>>>

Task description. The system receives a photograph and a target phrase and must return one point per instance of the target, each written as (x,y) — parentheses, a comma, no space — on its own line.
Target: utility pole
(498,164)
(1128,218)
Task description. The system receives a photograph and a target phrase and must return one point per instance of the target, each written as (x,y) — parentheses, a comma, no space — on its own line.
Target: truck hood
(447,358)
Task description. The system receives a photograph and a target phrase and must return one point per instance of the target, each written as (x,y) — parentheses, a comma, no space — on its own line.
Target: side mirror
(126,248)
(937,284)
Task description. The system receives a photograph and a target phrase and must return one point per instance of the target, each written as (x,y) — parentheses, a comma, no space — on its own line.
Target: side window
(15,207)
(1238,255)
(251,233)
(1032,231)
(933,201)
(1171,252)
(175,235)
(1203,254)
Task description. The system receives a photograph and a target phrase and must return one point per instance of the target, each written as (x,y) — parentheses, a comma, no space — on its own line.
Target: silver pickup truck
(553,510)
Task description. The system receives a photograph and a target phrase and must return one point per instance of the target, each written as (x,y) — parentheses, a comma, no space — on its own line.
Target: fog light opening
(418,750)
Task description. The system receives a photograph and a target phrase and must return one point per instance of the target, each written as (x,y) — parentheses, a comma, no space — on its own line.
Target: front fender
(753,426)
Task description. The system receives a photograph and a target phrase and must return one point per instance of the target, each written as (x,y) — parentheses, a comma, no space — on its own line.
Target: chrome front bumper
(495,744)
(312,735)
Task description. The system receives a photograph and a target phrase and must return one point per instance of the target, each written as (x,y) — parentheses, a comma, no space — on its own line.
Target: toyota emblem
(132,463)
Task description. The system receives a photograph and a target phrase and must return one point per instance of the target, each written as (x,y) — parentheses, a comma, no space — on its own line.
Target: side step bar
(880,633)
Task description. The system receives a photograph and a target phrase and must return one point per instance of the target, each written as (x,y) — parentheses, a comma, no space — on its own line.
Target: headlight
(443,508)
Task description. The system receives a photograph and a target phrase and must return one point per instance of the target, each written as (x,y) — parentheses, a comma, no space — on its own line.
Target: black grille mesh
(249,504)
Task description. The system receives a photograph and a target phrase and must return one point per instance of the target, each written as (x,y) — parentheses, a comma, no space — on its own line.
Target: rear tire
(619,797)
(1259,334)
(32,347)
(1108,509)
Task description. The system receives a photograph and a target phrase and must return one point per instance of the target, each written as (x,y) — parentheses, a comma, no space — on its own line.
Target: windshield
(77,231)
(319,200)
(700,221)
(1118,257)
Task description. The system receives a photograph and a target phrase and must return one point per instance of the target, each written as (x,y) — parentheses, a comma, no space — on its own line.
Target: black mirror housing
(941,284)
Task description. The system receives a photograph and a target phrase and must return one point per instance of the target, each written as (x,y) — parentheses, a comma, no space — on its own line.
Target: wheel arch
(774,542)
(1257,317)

<<<

WRITTEN REQUEST
Print out all the entries precisely as written.

SOLUTION FOR THIS PROBLEM
Task description. The system receives a photograph and a target phrase and must return one point per instance of the target, each written as (x,y) — parentheses, a comma, no space — on its own line.
Target: utility pole
(498,164)
(1128,218)
Task description. The system receives a photograph and a target phrase and must return one point per instance of the target, each written as (x,y) — parentheses, a comma, no space — on its own line.
Target: truck hood
(447,358)
Task description. The system receives a photograph and a target phrase and must return one point per instance of the target, each written as (x,y) — parentheses, a comma, no space — on its own line.
Target: side mirror
(126,248)
(937,284)
Task description. The system receives a photograph and a target phrase and must return one point per instance of the target, each written as (x,y) — parentheses, a comma, no space — on its own line.
Target: side window
(15,207)
(1238,255)
(251,233)
(1032,231)
(933,201)
(1171,252)
(175,235)
(1203,254)
Task description. The system receives a photograph and a target phrase and must return one point per instance of the target, each written as (x,y) — parentheses, a comma, no space — on its own line.
Target: silver pickup truck
(553,510)
Task description. The system receives a photograph and a target phrase and must return one point per instance of the target, each written as (x,y) — parentheses, a comma, no space — on its own line.
Target: fog light opening
(418,750)
Task description. The system receives a photograph and a target phrase and must return one point per instance of the target, each written as (x,y) — parentheses, a comma, no space — on its own line.
Target: front fender
(753,426)
Task description. The system receives a photograph and a target phrase and must return one point per instance of the target, each written as (x,y) — parentheses, a comma, no space — on its own line.
Target: chrome front bumper
(495,744)
(312,735)
Task description. The system receives a photograph and a target phrase and must return one point per instance of the target, each written as (x,y) — parentheses, a comma, no space — on its own line.
Target: toyota emblem
(132,463)
Task description. The system receives a photograph and a target phrase and must return one point per instance of the target, each written as (x,y) — parentheses, a comma, no space — on its own line.
Target: side step bar
(880,633)
Task description. The system receives a photograph and a target phrase and must return one point per instance of the target, each written as (x,y) — parentheses, a comma, no space — on its own line.
Target: headlight
(443,508)
Task description. The system receives a photograph and a target phrase and must return one point per instance of the target, each written as (x,y) — parentheses, a comma, no space — on its own line.
Target: black grille mesh
(249,504)
Task description. The system receives a photograph and a target phrase and must return one point per instance of the target, each written as (x,y) — parentheses, a comma, no space — on its own line.
Target: rear tire
(619,797)
(1259,334)
(32,347)
(1108,509)
Task description. The system receives a photograph and a target phrase and must return one point per instance of the target, each written as (x,y) — parentheses, a comma, no space — on its own line.
Target: windshield
(77,231)
(319,200)
(700,221)
(1118,257)
Task description. The system receives a photograph and a target phrase and must return one point per instance of the target, each written as (x,y) — parentheses, a comma, no space — on its own line.
Target: black mirror housing
(941,284)
Task description. The system receives a photograph and a target phrase and must return one point per instance of the target, each written as (x,y) — parentheses, a comma, no space — on its own line.
Target: wheel arch
(774,542)
(1257,317)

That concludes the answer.